(Source data)
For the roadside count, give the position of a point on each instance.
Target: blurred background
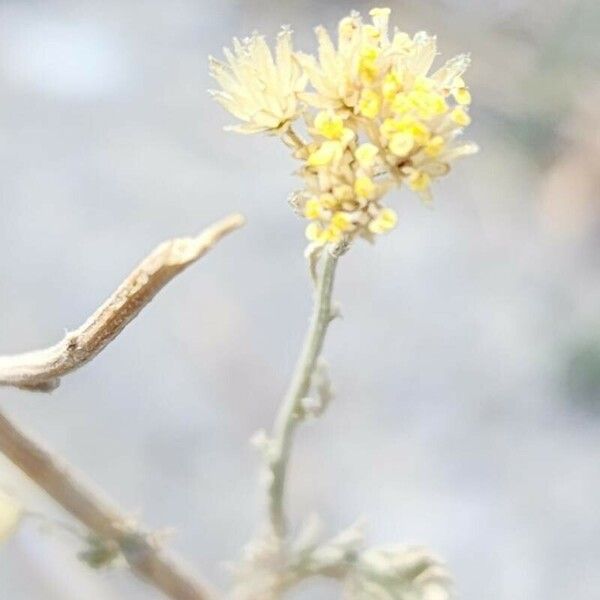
(467, 364)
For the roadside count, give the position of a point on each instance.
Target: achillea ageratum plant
(366, 115)
(373, 115)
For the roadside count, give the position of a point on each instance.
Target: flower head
(258, 89)
(375, 116)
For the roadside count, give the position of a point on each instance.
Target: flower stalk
(290, 413)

WORK TO COMPLETE: Repeat all of the data above word for word, minus the pictures.

TASK SOLUTION:
For the roadside count, give the position of a point on each instance.
Target: blurred background
(467, 364)
For the roadside count, give the position of a point on each instance.
Target: achillea ageratum plant
(366, 115)
(373, 115)
For the roadside count, give the position of a point on each instance.
Target: flower head
(258, 89)
(375, 116)
For the roadside count, give the position of a point on each instance.
Target: flower stalk
(290, 413)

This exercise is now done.